- Excerpt provided:
+ + + + +
The last reported prosecution for ‘murmuring’ – or slandering – judges under Scottish law seems to have been in 1870 and the offence must now be obsolete.

So there seems little chance of seeing the first minister of Scotland, Alex Salmond, in the dock for his extraordinary personal attack last week on the deputy president of the UK Supreme Court, Lord Hope.

Salmond was being interviewed on the BBC’s Newsnight Scotland programme about a ruling given by the Supreme Court in a murder case nearly a week earlier.

Five judges sat – the usual number – and were unanimous in allowing the appeal.

But that was not the impression Salmond gave viewers.

‘In the most recent case of Nat Fraser,’ he said, ‘one Scottish judge gave an opinion.

'I don’t think it’s sensible, fair or reasonable in any jurisdiction to have a situation where one judge is overruling the opinion of many judges in another court.

‘It’s all very well for people to criticise judges in the Court of Session,’ the first minister continued, ‘but why not criticise a situation which boils down to the potential replacement of Scottish law with Lord Hope’s law?’

Salmond chose his words carefully.

It is true that only one Scottish judge delivered a judgment in the Fraser case.

But three other judges agreed with every word of it. The fifth member of the court, Lord Brown, expressed doubts but did not carry them to the point of dissent.

The first minister knew perfectly well that it was five judges – not one – who had overruled a decision by three judges in the Court of Session, while leaving the Edinburgh court to decide on a retrial.
+ + + + +
- Entries supplied:
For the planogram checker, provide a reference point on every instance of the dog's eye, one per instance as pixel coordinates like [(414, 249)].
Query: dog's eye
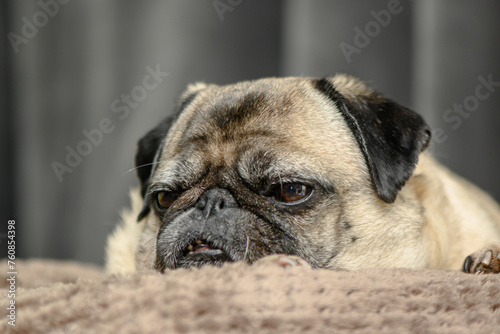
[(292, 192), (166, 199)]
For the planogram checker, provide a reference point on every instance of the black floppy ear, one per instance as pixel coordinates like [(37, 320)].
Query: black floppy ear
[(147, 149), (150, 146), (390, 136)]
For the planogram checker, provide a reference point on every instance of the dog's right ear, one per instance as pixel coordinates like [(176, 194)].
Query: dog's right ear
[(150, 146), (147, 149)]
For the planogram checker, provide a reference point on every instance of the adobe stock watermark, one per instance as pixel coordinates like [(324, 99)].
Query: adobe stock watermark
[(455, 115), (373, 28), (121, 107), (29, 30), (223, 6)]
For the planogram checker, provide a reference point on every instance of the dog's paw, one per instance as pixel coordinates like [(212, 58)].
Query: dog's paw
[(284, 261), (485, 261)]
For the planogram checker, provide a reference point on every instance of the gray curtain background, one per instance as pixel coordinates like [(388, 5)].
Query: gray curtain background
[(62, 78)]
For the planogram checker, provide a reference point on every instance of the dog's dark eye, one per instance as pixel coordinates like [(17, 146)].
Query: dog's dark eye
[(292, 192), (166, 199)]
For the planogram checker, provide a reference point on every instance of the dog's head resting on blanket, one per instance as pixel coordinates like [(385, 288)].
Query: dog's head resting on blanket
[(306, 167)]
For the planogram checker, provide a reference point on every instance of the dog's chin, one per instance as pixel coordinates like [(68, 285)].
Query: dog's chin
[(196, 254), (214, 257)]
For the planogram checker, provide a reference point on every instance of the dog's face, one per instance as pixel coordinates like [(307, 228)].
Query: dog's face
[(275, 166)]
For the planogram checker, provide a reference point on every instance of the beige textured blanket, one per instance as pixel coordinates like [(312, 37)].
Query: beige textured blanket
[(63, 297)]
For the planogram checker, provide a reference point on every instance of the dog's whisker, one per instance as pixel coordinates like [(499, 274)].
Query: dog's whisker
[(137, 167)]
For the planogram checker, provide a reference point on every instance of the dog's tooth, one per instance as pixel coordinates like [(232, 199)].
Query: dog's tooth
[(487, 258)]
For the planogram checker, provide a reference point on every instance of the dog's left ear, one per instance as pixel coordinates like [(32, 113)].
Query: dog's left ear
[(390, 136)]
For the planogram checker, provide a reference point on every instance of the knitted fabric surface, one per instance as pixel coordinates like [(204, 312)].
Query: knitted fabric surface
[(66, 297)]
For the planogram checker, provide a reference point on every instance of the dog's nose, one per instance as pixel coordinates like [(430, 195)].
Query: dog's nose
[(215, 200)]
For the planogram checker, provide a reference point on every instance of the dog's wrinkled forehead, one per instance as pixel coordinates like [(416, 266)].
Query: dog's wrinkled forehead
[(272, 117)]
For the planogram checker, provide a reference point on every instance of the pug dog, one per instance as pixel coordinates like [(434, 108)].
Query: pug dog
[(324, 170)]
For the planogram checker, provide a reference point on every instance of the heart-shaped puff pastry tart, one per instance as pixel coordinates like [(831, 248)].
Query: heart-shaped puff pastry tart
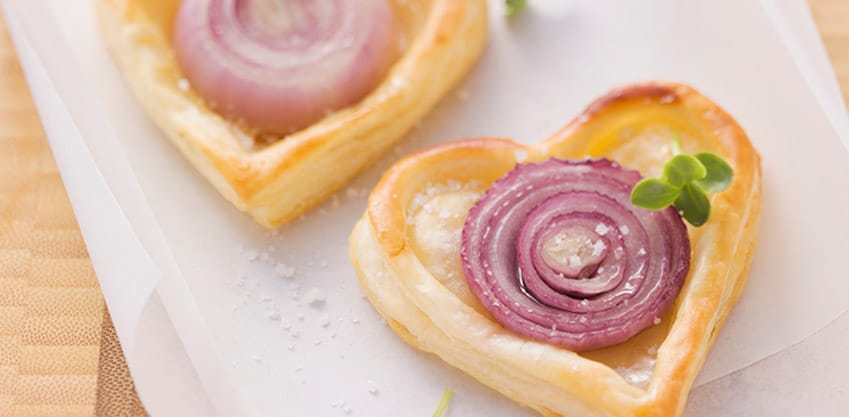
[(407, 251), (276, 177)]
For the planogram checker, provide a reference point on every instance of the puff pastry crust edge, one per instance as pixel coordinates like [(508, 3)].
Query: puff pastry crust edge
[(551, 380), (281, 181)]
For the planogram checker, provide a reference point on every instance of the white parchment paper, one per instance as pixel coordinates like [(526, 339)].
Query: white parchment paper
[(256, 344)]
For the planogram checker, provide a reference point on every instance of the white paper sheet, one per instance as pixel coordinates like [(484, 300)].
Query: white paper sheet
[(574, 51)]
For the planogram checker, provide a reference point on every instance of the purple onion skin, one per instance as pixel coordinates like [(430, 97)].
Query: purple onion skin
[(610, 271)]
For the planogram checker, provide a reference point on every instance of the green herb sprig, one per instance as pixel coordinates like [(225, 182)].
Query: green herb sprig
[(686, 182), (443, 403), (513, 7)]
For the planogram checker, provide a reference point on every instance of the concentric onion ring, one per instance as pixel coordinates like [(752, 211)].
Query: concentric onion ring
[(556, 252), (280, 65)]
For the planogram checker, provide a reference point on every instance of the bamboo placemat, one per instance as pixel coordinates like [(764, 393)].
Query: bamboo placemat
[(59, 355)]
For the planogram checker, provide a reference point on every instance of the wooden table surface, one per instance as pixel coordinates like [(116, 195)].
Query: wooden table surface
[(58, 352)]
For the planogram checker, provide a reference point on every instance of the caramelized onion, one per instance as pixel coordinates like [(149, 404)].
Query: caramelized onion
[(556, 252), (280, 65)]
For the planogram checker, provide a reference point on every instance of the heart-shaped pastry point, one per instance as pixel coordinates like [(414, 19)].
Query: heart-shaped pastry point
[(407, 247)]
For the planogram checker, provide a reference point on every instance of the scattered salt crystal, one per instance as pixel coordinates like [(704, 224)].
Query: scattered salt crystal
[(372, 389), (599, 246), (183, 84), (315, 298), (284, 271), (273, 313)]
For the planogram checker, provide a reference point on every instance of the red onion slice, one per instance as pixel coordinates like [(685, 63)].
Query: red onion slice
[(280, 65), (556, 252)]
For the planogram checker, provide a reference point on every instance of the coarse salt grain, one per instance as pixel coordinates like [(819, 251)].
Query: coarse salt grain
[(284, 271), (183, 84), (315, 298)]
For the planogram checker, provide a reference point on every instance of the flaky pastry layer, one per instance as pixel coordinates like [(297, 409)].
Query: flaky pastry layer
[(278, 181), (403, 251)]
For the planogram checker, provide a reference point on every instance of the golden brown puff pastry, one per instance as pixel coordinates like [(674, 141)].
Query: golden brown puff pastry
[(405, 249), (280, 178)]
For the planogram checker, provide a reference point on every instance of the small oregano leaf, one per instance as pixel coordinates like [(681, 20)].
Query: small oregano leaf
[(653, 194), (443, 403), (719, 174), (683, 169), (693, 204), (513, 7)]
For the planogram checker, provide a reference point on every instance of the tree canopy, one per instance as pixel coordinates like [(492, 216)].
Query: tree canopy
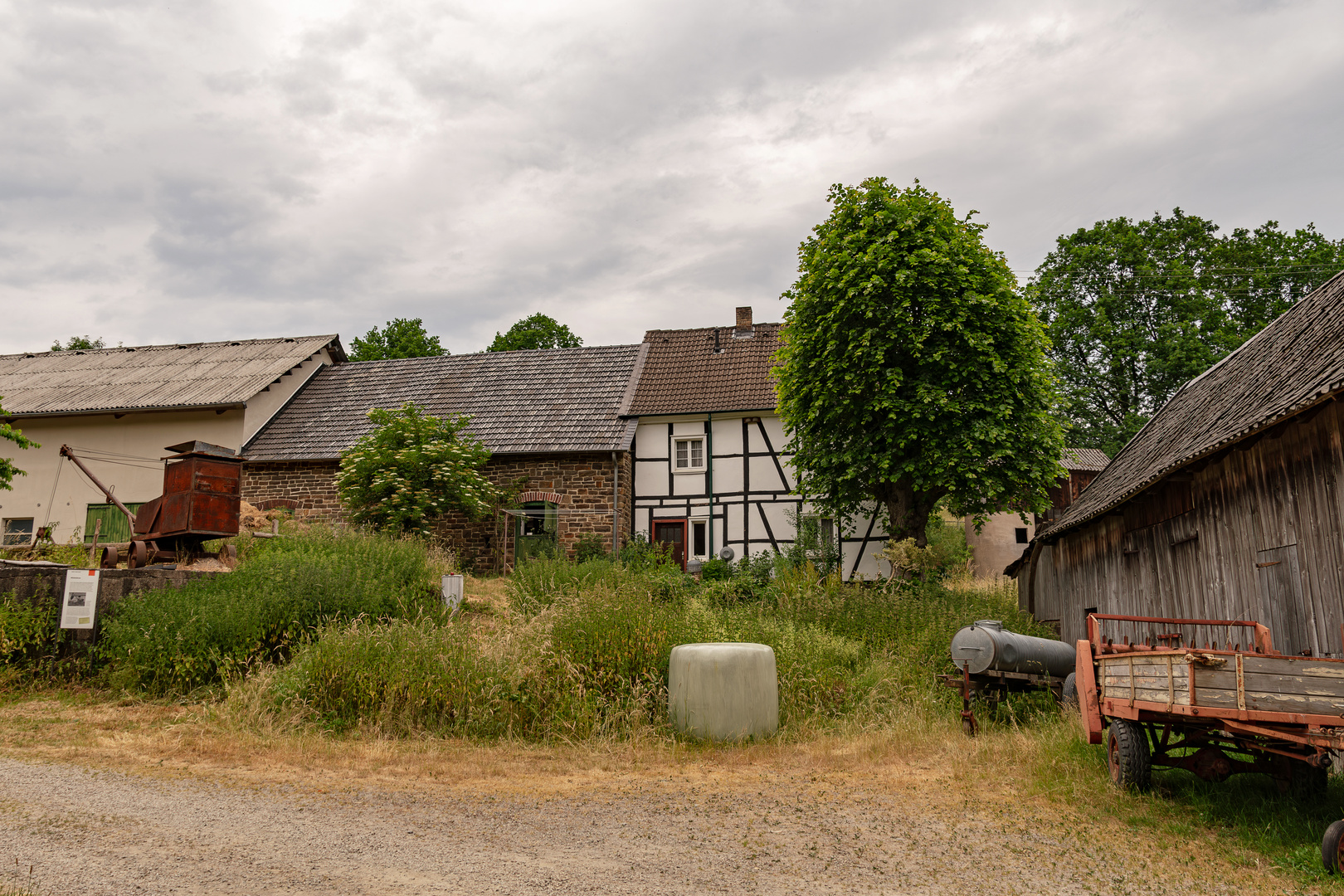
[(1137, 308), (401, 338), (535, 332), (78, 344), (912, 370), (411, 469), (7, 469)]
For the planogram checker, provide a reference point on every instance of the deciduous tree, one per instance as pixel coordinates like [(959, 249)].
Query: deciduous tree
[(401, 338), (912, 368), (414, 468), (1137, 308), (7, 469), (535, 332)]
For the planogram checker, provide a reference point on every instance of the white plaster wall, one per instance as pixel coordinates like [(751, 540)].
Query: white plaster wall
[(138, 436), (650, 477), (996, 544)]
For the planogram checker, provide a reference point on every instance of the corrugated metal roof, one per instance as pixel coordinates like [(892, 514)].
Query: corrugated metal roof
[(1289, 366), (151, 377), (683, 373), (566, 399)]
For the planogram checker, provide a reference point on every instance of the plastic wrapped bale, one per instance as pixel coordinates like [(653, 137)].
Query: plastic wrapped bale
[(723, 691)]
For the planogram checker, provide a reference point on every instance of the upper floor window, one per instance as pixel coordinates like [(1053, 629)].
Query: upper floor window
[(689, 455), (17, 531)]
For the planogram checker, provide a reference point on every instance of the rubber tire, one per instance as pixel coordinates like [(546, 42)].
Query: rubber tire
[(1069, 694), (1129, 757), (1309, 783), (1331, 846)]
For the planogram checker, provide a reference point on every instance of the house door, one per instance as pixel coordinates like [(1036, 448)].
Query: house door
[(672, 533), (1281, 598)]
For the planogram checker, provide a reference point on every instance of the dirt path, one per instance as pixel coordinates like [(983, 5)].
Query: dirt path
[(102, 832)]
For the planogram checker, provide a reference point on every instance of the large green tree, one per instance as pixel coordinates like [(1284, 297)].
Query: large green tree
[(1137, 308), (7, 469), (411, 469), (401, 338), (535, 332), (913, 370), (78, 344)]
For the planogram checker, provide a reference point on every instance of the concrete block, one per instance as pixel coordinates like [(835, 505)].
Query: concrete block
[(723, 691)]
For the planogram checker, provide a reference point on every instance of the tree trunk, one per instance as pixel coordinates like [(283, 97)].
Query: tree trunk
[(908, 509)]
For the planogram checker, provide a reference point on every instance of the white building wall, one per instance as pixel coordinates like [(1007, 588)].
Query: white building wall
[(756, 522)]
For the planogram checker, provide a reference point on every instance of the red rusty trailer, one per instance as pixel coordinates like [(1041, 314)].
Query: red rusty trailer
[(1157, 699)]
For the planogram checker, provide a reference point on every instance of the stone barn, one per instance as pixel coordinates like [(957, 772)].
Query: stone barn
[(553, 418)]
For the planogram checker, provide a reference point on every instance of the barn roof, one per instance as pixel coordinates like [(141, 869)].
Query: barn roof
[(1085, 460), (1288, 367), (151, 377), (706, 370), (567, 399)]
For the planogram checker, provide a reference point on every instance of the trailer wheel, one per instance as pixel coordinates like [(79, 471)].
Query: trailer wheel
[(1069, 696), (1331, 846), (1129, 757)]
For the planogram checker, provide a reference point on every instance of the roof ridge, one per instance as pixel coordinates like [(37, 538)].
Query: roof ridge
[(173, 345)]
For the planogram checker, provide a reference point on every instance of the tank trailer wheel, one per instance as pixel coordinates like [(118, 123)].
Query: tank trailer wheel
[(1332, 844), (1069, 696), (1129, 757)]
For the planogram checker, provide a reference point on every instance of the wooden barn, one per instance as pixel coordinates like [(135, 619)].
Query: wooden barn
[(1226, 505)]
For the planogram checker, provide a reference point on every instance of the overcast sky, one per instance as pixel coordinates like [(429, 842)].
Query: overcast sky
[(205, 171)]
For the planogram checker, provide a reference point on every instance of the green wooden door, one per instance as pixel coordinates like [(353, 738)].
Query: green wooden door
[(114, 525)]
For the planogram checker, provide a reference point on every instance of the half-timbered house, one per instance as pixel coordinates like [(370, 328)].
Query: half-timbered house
+ + + + +
- What you are asked to do: In the article about Alex Salmond's attack on Lord Hope, why does there seem little chance of seeing Salmond in the dock? Answer in one to three sentences.

- Response below: The last reported prosecution in Scotland for "murmuring," or slandering, judges seems to have been in 1870. The offence must now be obsolete, so Salmond is unlikely to be prosecuted for his personal attack on Lord Hope.